-- Start of Excerpted data --

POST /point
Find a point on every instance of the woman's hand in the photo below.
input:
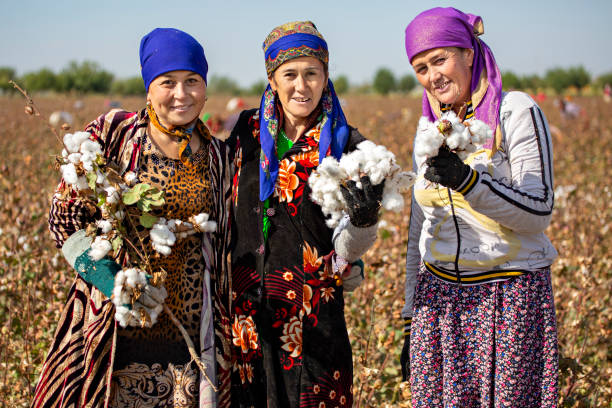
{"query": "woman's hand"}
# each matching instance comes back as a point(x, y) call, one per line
point(363, 203)
point(447, 169)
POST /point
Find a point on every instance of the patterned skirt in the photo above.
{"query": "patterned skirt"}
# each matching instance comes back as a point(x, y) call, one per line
point(490, 345)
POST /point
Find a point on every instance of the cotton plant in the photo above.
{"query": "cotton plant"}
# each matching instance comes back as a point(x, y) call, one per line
point(463, 138)
point(123, 201)
point(368, 159)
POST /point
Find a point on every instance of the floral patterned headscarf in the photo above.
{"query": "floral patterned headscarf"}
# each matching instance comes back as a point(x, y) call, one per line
point(284, 43)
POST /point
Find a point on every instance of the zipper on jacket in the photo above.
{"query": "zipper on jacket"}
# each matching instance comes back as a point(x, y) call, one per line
point(450, 199)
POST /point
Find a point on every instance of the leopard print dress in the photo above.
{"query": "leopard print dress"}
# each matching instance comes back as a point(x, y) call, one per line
point(152, 366)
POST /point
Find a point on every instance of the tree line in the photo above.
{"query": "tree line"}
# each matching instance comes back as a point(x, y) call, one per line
point(90, 77)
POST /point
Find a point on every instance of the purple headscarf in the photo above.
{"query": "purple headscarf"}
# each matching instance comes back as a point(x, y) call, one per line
point(449, 27)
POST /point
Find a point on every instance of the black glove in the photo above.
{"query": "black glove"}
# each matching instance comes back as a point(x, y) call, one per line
point(363, 203)
point(447, 169)
point(405, 358)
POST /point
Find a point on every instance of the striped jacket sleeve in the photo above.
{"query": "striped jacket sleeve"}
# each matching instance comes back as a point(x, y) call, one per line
point(524, 203)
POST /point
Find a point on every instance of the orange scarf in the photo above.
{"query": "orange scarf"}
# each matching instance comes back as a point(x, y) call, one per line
point(183, 134)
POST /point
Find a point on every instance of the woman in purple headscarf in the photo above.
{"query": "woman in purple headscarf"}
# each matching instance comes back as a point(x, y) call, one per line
point(479, 316)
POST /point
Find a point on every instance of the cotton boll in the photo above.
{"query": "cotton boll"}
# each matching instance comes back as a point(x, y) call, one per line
point(69, 173)
point(463, 155)
point(81, 183)
point(404, 180)
point(351, 164)
point(135, 278)
point(70, 143)
point(105, 225)
point(87, 164)
point(112, 195)
point(74, 158)
point(99, 248)
point(89, 146)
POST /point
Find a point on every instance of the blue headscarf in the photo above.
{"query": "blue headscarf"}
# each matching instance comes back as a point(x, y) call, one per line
point(168, 49)
point(286, 42)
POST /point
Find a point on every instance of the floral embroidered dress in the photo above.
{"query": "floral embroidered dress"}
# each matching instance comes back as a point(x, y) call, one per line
point(290, 343)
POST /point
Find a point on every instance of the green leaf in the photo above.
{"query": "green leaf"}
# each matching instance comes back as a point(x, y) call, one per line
point(91, 180)
point(117, 243)
point(156, 194)
point(144, 205)
point(147, 220)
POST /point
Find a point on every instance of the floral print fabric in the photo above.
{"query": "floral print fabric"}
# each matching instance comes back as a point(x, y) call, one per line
point(490, 345)
point(290, 343)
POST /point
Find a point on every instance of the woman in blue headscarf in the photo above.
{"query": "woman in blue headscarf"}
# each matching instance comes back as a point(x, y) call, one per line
point(94, 361)
point(289, 269)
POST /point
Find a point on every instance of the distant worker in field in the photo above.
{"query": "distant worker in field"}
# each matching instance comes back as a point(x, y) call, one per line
point(479, 314)
point(99, 356)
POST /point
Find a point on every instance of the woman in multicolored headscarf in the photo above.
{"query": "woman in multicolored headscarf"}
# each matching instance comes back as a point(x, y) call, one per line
point(93, 361)
point(479, 311)
point(289, 270)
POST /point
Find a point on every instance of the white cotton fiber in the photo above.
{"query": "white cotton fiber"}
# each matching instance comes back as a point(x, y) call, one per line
point(105, 225)
point(99, 248)
point(69, 173)
point(375, 161)
point(462, 138)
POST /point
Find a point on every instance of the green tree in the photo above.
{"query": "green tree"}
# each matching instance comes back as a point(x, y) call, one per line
point(407, 83)
point(341, 84)
point(42, 80)
point(128, 86)
point(384, 81)
point(511, 81)
point(6, 74)
point(85, 77)
point(223, 85)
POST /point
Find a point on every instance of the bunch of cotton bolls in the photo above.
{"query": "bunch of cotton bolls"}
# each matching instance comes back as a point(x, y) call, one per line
point(368, 159)
point(462, 138)
point(79, 155)
point(128, 282)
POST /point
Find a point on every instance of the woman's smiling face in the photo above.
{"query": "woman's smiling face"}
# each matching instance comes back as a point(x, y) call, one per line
point(446, 73)
point(299, 84)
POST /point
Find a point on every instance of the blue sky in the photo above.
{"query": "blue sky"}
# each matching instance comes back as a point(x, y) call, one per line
point(525, 36)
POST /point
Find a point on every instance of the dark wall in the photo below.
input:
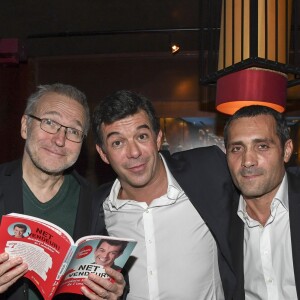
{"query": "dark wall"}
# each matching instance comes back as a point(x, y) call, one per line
point(171, 82)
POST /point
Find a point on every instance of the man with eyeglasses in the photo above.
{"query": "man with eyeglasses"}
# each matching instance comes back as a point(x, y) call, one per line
point(43, 184)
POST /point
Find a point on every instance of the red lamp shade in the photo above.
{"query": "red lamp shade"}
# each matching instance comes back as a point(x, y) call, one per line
point(251, 86)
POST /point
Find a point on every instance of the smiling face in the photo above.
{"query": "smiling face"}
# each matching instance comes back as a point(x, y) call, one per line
point(19, 232)
point(52, 153)
point(131, 147)
point(106, 254)
point(255, 156)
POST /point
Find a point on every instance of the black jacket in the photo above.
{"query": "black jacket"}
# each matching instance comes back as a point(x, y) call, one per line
point(11, 200)
point(237, 234)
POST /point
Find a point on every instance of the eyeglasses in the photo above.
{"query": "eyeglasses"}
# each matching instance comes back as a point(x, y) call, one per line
point(50, 126)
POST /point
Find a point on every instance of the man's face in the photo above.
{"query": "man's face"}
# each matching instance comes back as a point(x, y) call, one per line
point(53, 153)
point(131, 147)
point(255, 156)
point(106, 254)
point(18, 232)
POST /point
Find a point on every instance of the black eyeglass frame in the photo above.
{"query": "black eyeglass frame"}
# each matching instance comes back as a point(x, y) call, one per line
point(60, 126)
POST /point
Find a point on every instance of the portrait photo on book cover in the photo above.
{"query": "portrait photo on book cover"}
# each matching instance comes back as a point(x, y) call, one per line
point(94, 256)
point(19, 230)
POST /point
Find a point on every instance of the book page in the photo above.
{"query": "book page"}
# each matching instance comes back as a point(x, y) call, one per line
point(92, 255)
point(42, 246)
point(37, 259)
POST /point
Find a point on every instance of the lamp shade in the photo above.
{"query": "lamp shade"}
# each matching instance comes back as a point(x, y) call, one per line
point(251, 86)
point(255, 36)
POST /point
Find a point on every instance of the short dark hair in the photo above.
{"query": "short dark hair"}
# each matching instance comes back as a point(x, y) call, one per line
point(120, 105)
point(22, 226)
point(282, 129)
point(123, 244)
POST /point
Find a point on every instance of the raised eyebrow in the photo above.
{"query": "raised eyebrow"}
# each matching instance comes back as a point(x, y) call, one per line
point(112, 133)
point(144, 126)
point(50, 114)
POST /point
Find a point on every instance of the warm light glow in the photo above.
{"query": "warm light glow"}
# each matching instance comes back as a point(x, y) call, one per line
point(175, 48)
point(236, 49)
point(251, 86)
point(254, 85)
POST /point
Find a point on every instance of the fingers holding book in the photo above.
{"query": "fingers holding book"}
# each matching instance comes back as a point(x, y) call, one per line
point(10, 271)
point(100, 288)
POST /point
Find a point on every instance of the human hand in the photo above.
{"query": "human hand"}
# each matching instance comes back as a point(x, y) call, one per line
point(10, 271)
point(100, 288)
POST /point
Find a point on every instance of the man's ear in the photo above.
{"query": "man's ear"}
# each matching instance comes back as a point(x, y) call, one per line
point(24, 127)
point(102, 154)
point(159, 140)
point(288, 150)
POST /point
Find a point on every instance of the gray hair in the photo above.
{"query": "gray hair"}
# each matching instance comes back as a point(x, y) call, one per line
point(61, 89)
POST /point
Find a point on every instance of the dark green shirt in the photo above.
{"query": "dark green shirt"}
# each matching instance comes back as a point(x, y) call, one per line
point(60, 210)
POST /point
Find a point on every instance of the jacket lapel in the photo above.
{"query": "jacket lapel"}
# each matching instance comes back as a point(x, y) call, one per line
point(294, 210)
point(11, 189)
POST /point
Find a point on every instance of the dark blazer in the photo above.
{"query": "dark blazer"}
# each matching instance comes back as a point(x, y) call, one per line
point(203, 174)
point(11, 200)
point(237, 236)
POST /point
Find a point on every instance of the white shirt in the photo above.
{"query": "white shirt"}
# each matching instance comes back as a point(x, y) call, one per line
point(176, 255)
point(268, 261)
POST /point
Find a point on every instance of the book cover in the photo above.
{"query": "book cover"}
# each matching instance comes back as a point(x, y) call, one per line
point(57, 264)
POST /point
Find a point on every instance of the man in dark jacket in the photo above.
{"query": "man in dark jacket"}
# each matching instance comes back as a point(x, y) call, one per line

-- End of Excerpted data --

**Instructions for the task:** Which lines in the records above contain the string "glow"? Pick out each of them and copy it in full.

**Solved exercise:**
Find a point on every instance of the warm light glow in the photo above.
{"query": "warm light glow"}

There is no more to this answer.